** GIVEN TEXT follows **
By taking a team approach and individualizing patient care, we are able to focus on the diagnosis and treatment of all manifestations of heart disease such as coronary artery disease, arrhythmia, and heart failure.
The multidisciplinary team of experts at HackensackUMC at Pascack Valley provides accurate diagnosis and gender-specific care for the best cardiac outcomes. Prevention initiatives, leading-edge technology, and progressive treatments—HackensackUMC at Pascack Valley ties it all together to keep you healthy when your heart is at risk.
HackensackUMC at Pascack Valley offers a comprehensive cardiovascular program that provides optimal quality of care and patient safety with a wide array of preventive, diagnostic, treatment and rehabilitation services in both the outpatient and inpatient settings. Our goal is to detect and treat cardiac disease before it becomes life-threatening, and to provide services along a continuum, so that every patient's care is fluid and streamlined.
What is Cardiac Catheterization?
** End of GIVEN TEXT **
** SUPPLIED ENTRIES follows **
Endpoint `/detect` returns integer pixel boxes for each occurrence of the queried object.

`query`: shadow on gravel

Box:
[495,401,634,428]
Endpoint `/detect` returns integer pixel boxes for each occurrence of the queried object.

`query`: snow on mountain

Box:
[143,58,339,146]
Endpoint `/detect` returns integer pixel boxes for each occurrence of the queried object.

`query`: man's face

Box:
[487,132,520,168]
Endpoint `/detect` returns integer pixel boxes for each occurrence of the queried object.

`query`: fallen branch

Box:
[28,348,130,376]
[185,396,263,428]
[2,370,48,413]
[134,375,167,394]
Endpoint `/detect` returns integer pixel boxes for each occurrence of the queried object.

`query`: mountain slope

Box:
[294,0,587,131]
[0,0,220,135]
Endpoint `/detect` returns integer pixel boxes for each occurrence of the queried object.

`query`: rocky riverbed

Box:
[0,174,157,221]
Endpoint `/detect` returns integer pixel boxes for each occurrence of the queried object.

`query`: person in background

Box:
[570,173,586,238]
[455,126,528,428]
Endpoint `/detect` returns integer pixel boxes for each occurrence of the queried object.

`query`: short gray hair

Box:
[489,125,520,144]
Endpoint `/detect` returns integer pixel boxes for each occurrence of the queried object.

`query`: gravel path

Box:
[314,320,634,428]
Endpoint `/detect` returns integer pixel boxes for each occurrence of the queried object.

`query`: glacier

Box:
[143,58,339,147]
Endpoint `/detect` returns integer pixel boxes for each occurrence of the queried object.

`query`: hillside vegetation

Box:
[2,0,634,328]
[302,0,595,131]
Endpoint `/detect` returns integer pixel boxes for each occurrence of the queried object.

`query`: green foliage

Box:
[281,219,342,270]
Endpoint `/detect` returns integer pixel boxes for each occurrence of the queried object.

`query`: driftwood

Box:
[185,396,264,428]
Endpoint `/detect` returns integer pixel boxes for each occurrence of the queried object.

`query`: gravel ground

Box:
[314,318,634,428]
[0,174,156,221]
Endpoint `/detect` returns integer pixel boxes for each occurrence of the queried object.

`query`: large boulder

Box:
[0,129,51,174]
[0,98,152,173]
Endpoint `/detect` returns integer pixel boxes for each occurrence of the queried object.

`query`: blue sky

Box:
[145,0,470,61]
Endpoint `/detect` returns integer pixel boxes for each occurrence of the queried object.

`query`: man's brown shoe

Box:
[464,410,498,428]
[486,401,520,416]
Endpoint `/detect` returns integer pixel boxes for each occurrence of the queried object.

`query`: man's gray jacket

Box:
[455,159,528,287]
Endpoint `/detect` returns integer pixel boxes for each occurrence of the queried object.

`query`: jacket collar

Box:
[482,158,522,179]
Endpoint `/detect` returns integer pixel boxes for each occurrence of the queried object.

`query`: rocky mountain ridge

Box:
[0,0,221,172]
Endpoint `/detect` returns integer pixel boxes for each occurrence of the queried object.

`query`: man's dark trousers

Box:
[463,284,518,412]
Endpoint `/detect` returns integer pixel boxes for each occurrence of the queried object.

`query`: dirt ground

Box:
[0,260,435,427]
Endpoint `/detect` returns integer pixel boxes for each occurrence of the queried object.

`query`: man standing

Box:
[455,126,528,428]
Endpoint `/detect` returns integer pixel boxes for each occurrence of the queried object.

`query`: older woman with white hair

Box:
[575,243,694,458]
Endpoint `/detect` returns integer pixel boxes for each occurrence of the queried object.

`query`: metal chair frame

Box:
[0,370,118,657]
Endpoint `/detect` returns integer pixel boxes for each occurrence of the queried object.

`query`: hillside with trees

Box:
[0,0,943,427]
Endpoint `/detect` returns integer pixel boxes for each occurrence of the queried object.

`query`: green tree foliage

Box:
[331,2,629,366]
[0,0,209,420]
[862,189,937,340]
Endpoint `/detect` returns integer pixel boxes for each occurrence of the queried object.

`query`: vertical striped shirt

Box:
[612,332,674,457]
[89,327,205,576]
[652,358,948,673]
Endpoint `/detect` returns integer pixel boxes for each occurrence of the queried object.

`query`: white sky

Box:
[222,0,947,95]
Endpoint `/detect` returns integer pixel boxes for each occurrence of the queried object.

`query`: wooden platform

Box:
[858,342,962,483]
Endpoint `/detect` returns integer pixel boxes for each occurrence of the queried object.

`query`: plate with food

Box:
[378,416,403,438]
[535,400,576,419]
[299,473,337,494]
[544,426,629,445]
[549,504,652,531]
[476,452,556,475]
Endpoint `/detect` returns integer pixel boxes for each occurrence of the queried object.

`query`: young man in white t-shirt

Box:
** End of SUPPLIED ENTRIES **
** SUPPLIED ENTRIES follows **
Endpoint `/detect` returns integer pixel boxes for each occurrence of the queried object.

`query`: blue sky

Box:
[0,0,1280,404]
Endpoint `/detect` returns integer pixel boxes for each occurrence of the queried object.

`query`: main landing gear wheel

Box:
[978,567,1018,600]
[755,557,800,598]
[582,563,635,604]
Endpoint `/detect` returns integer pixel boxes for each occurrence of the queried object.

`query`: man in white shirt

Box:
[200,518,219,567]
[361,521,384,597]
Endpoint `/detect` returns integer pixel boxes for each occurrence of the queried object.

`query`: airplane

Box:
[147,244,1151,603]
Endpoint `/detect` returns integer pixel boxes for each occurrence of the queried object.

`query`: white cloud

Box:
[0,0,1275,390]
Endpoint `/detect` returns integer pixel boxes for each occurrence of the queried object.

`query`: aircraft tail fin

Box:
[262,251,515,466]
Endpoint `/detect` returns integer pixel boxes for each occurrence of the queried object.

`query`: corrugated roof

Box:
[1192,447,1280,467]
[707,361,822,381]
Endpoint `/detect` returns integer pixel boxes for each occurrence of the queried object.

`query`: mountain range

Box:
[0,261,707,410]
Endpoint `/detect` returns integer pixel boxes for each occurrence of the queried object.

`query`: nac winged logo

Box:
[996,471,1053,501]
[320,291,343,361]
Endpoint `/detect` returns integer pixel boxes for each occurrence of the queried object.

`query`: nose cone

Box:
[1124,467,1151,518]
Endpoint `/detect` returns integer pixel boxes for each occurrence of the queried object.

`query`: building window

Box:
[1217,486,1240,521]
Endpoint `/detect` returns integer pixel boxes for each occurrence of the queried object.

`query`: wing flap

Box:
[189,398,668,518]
** End of SUPPLIED ENTRIES **
### TASK REQUIREMENTS
• 1. Using the text on the cardiovascular program at HackensackUMC at Pascack Valley, decide whether each statement agrees with it: (a) the program offers services in both outpatient and inpatient settings; (b) the team provides gender-specific care; (c) the program aims to treat cardiac disease only after it becomes life-threatening. Give yes or no for each, quoting the deciding words.
• 2. Continue the text on the cardiovascular program at HackensackUMC at Pascack Valley, starting right after its final heading.

### TASK ANSWERS
• 1.
(a) Yes: "in both the outpatient and inpatient settings"
(b) Yes: "provides accurate diagnosis and gender-specific care for the best cardiac outcomes"
(c) No: "Our goal is to detect and treat cardiac disease before it becomes life-threatening"

• 2.
During a cardiac catheterization, a catheter is inserted into an artery or vein and threaded through the blood vessels to the heart. The interventional cardiologist can perform diagnostic tests, such as coronary angiography and ultrasound, through the catheter, to determine if and where there are blockages that impede the flow of blood to the heart muscle. The cardiologist is also able to perform treatment procedures through the catheter, such as angioplasty and stenting, to open a blocked artery.
For certain patients, including those who are obese, women and the elderly, and patients with peripheral vascular disease, transradial access provides documented reductions in bleeding complications, less back pain, quicker recovery and improved patient outcomes overall.
Many patients treated through the wrist are able to sit up and walk almost immediately after the procedure, as opposed to having to lie still for four-to-six hours. As a result, transradial cardiac catheterization patients may be more likely to be discharged from the hospital earlier than those treated via transfemoral access.